▶ **QUOTED TEXT**:

* BEGIN *

Probably the only listener reaction that's genuinely frustrated me about both of our shows is the folks who come away turning their noses up at the bluntness of that approach and acting like they've Solved The Art simply for figuring out where our broad sympathies lie. "Hm, just listened to The Silt Verses and I understood it at once; it's clearly trying to say that capitalism is bad. A little heavy-handed in its messaging for my liking, hm-hm!"
Not to go full Garth Marenghi, but for me the directness of the provocation and the obvious outrageousness of the nightmare is the point; it then allows us to go to places that other genres (or more understated critiques) generally can't.
How do we punch through the bounds of it all being Content, another product to be bought and sold? What does it mean to sit here and fantasise about people making that revolutionary break when there is no revolution to be had?
God, I don't know.
Maybe it means nothing; maybe we can't punch through; maybe there is no story unruly enough to be truly unco-optable, and therefore even the most radical fiction ultimately serves as a distraction, a placebo, a reassurance (that we are not alone, that better things are possible) which will impact the wider world more by keeping us subscribed to the Kindle app than by any action we might feel inspired to take.
Amazon is paying Boots Riley to make TV shows. Disney won much praise for delivering a revolutionary fantasy in a Star Wars shell. Apple is funding excellent, discomfiting and furious corporate satires about how we happily ignore invisible worker abuses for the sake of our own lifestyles, but they also cannot be considered accountable for the deaths of Congolese child-labourers in the global cobalt supply chain. The Dispossessed is in development as a limited series and the LeGuin estate are closely involved.
The master doesn't just own the tools, he's been buying up the guillotines as well.

* END *

▶ **TASK 1**: Rewrite the paragraph of the essay on radical fiction that begins "Amazon is paying Boots Riley" as a short bulleted list that keeps its main facts.
▶ **TASK 2**: Resume the essay on radical fiction with a new paragraph that follows its last line about the master buying up the guillotines.

▶ **MATERIAL PROVIDED**:

* BEGIN *

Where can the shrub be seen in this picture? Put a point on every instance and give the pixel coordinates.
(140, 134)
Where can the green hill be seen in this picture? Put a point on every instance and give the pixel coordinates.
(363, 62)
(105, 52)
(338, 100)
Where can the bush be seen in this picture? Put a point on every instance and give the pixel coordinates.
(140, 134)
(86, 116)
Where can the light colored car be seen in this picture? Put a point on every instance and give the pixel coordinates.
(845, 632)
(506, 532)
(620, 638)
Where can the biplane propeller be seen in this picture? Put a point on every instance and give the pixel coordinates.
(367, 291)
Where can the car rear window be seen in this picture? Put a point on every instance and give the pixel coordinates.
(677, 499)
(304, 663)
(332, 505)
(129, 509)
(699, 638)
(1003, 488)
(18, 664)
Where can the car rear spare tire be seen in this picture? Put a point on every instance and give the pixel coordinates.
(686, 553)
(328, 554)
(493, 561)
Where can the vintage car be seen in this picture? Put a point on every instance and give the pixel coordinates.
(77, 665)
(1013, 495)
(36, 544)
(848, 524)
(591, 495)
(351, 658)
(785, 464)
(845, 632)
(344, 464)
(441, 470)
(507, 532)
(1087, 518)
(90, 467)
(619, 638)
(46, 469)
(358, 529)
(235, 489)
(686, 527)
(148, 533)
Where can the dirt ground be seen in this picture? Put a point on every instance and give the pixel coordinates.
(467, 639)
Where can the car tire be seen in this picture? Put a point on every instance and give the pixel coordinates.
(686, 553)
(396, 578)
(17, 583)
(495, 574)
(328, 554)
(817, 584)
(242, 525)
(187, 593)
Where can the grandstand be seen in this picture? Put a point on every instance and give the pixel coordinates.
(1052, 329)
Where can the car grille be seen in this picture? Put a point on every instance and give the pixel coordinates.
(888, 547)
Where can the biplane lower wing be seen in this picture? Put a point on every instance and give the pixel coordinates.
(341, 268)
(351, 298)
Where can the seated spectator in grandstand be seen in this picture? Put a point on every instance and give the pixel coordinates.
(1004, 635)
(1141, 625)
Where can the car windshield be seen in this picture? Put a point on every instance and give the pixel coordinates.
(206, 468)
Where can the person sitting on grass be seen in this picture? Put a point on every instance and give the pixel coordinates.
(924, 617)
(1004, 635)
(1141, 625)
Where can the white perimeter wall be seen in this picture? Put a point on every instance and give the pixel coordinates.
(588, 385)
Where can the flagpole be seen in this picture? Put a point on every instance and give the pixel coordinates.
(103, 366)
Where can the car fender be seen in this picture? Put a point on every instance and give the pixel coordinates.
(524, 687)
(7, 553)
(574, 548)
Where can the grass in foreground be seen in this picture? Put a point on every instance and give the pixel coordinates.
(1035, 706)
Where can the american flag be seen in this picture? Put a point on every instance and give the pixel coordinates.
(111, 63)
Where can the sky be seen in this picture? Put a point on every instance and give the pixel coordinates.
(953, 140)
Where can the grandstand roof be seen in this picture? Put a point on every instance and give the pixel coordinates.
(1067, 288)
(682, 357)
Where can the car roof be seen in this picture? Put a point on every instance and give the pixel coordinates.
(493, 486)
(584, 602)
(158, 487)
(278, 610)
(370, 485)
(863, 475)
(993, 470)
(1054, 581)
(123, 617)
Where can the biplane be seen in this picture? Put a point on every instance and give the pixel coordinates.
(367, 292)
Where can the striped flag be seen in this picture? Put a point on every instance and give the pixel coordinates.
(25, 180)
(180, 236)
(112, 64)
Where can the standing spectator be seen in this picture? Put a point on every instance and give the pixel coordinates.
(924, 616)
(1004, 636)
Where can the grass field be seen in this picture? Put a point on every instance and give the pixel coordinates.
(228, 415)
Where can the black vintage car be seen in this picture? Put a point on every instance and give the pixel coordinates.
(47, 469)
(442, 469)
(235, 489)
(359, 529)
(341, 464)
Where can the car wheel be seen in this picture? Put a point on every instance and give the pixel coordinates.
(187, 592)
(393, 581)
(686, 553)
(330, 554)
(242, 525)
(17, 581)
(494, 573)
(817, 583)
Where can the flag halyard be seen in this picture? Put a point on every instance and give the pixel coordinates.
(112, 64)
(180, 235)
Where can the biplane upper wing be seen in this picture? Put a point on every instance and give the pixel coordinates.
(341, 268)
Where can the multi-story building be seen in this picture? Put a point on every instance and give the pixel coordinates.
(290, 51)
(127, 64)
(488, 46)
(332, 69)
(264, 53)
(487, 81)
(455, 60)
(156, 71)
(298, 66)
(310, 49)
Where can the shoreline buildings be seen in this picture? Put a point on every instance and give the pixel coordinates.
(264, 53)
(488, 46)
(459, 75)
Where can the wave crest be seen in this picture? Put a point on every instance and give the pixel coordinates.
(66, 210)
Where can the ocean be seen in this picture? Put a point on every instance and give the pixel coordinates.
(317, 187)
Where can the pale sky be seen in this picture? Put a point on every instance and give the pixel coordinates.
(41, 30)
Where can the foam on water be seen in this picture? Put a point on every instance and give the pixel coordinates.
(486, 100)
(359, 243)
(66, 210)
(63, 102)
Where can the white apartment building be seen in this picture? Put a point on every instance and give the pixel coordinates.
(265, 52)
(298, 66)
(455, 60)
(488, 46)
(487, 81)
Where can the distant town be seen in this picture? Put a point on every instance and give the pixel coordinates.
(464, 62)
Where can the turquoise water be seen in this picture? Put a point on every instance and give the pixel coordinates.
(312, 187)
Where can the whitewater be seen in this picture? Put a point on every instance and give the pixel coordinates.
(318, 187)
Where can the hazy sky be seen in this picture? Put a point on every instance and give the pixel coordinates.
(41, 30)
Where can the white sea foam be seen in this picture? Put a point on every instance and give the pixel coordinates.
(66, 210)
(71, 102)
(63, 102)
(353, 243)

* END *

▶ **RESPONSE 1**:
- Amazon is paying Boots Riley to make TV shows.
- Disney won much praise for a revolutionary fantasy in a Star Wars shell.
- Apple funds excellent, discomfiting, furious corporate satires about how people ignore invisible worker abuses for the sake of their lifestyles. Yet it cannot be considered accountable for the deaths of Congolese child laborers in the global cobalt supply chain.
- The Dispossessed is in development as a limited series, with the LeGuin estate closely involved.

▶ **RESPONSE 2**:
What if, as with the unknowable nothingness outside of Omelas, the only art that cannot be reduced to product in net service of the status quo is the art that's so invisible and inaccessible and disconnected as to not exist at all? Does being relatively small and ramshackle really lend us any ideological purity, any genuine detachment? You can listen to The Silt Verses on Apple and Spotify and Amazon Music. Brought to you by Acast.
Chapter 36 with Dev and Seb was to a large extent intended as an articulation of that worry. To what extent can we still trust in the integrity of a sincere love story (one that we want to believe in) it if takes place in an insincere and predatory environment? Can any meaningful story be told honestly within such a space?
This stuff really worries me. I think it's probably right to worry. I don't know the answer. I do know that there are some folks for whom the show has made a tangible difference in terms of their life's direction, and that's a huge comfort to me.
There was someone who said it helped them find their faith, strangely and wonderfully. Someone else who said it contributed to their decision not to go down a more lucrative career path within what they view as an exploitative industry. (I hope they don't regret that decision; I hope it makes them happy.)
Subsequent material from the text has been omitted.